- _Work to do_
Set down, without alteration, the lines from the one that contains "Could you please point to the pedestrian" through the final line of the material below.
┄┄┄┄┄┄┄┄┄┄
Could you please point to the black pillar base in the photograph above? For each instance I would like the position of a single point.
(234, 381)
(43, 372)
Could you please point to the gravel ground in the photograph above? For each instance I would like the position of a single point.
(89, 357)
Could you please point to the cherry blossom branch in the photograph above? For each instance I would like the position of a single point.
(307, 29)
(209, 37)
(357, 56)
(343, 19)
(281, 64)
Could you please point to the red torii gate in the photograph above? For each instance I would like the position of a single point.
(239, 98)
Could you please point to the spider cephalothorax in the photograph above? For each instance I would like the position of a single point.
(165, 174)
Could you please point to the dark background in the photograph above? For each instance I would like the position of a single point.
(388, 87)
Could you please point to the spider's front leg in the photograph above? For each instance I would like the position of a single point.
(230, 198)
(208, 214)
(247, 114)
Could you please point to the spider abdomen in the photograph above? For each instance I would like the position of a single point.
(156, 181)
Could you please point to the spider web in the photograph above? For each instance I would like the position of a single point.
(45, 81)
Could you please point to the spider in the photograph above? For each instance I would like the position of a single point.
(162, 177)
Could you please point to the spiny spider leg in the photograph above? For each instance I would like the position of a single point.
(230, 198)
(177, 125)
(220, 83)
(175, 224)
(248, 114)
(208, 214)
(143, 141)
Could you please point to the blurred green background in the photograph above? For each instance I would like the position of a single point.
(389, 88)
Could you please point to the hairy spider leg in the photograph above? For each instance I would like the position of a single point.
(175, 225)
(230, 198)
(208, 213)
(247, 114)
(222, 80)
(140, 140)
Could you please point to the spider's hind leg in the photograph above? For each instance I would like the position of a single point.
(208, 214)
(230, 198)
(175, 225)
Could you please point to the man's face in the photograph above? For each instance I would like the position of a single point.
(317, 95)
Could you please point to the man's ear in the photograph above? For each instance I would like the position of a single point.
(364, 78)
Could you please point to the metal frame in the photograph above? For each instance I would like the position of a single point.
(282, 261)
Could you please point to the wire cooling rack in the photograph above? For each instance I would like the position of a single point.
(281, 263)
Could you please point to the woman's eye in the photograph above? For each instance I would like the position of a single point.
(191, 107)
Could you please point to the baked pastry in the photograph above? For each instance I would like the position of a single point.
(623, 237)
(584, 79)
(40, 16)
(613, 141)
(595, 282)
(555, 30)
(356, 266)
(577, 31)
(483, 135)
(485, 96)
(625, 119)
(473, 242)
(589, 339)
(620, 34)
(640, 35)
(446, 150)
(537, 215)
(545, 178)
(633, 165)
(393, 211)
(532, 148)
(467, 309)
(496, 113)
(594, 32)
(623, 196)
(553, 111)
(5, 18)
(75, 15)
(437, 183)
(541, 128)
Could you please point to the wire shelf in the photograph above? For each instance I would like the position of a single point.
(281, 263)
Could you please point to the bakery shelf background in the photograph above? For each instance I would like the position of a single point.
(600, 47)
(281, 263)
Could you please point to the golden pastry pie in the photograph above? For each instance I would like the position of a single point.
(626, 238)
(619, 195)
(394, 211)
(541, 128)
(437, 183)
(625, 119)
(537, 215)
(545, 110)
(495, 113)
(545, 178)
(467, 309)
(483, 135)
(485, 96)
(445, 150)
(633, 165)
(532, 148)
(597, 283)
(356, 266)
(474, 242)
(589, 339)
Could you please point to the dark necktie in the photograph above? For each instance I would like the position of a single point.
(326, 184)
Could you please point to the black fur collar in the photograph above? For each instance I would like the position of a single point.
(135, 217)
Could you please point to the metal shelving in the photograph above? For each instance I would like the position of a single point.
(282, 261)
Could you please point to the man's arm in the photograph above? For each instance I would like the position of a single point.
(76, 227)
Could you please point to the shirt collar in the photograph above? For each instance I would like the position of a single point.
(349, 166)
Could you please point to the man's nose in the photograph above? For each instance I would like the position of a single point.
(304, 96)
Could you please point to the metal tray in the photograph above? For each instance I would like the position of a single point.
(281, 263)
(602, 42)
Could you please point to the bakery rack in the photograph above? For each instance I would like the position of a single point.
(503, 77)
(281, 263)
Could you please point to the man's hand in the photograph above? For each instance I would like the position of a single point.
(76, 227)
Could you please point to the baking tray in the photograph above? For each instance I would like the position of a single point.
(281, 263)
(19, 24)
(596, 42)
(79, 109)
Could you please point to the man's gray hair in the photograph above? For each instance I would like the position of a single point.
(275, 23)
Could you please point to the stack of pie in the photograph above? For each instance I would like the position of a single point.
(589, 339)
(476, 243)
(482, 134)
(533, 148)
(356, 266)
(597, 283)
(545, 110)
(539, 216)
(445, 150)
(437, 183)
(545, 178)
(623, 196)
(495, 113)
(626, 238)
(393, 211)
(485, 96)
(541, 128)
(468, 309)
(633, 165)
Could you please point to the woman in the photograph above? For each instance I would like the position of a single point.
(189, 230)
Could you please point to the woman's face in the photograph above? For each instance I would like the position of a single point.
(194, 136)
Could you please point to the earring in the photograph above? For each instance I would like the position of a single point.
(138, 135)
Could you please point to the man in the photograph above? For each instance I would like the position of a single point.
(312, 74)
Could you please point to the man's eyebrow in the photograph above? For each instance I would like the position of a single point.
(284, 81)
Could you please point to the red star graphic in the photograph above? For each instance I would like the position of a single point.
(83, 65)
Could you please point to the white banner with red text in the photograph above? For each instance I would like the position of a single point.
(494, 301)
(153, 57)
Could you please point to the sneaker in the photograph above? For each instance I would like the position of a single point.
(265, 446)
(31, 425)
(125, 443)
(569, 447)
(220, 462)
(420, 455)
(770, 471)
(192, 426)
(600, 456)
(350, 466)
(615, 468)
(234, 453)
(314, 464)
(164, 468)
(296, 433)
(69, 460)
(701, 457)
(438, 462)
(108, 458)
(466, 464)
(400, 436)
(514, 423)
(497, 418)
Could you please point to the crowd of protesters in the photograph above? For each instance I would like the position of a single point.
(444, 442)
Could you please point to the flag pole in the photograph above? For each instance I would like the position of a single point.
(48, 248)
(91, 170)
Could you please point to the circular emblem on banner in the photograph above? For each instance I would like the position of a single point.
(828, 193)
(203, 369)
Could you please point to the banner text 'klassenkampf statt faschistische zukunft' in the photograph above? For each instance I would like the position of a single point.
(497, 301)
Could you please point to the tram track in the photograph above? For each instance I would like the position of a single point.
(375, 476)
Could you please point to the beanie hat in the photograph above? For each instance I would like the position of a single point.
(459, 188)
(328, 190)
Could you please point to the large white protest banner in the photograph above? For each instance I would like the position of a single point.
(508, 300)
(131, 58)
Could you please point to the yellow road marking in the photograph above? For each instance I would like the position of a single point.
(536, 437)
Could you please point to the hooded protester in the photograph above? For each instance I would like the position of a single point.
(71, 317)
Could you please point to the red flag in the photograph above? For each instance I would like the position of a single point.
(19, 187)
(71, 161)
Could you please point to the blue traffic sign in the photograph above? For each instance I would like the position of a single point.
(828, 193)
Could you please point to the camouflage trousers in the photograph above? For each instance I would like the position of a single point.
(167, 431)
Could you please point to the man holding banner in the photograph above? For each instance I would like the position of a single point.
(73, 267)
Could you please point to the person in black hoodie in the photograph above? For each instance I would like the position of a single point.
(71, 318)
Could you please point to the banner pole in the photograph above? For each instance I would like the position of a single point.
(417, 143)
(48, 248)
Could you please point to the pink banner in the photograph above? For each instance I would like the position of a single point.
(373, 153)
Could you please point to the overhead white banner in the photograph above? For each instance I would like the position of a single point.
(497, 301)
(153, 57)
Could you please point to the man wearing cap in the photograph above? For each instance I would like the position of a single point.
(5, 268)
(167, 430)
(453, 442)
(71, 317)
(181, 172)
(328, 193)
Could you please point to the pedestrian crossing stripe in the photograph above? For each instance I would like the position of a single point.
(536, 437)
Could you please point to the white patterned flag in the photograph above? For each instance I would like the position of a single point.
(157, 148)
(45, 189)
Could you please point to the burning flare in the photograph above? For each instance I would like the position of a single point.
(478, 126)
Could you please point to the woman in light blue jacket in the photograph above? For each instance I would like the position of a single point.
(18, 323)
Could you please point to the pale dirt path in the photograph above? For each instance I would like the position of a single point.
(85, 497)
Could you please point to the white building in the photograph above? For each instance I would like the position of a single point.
┄┄┄┄┄┄┄┄┄┄
- _Solution_
Could you please point to the pedestrian crossing stripe in the photograph above? For each instance I would like the position of a single point.
(536, 437)
Could you please point to the white patterned flag in the photograph above? For each instance I would like the position of a single point.
(157, 148)
(45, 189)
Could you please point to the burning flare in the photograph above? For each instance I would like the position of a single point.
(478, 126)
Could you please point to the woman in light blue jacket in the photograph above? For each instance I would like the position of a single point.
(18, 323)
Could you please point to the pale dirt path in the photograph above? For each instance I would like the position of a single point.
(85, 497)
Could you please point to the white building in the photograph above? For each instance I would like the position of a single point.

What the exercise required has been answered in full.